Written instruction A:
Extract every line of the named-object pointing entries below and copy each one word for word.

Document text:

With many organizations dedicated to women’s leadership, we are sometimes asked why Close the Gap California works entirely at the state level to achieve equal representation. Ours is an intentionally complimentary, but uniquely strategic contribution to the growing ecosystem of support for more representative leadership at every level.

Our campaign focuses on state legislature because it is an essential stop along the path to achieving transformative change in politics.

1. State Legislature is a launchpad for statewide and federal office.

The state legislature is an integral segment of the leadership pipeline for women, ensuring flow up from local leaders and out to Congress and even the White House.

21 of all 48 California Congresswomen first served in the Legislature, as did 5 of the women President Biden vetted for the Vice Presidential nomination.

If we want to see a woman Governor in California for the first time in our history- if we want to continue seeing California women lead in Congress and achieve new “firsts” like Vice President Kamala Harris- we need to ensure the women who have what it takes also have the opportunity to hone their craft in the legislature first.

Written instruction B:
According to the passage on Close the Gap California, how many of all 48 California Congresswomen first served in the Legislature?

Entries for pointing at named objects:
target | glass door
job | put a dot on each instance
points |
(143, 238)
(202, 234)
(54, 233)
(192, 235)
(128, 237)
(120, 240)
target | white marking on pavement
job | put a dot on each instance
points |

Complete output A:
target | glass door
job | put a dot on each instance
points |
(143, 238)
(202, 234)
(54, 233)
(192, 235)
(128, 237)
(120, 240)
target | white marking on pavement
job | put a dot on each instance
points |

Complete output B:
21 of the 48 California Congresswomen first served in the Legislature.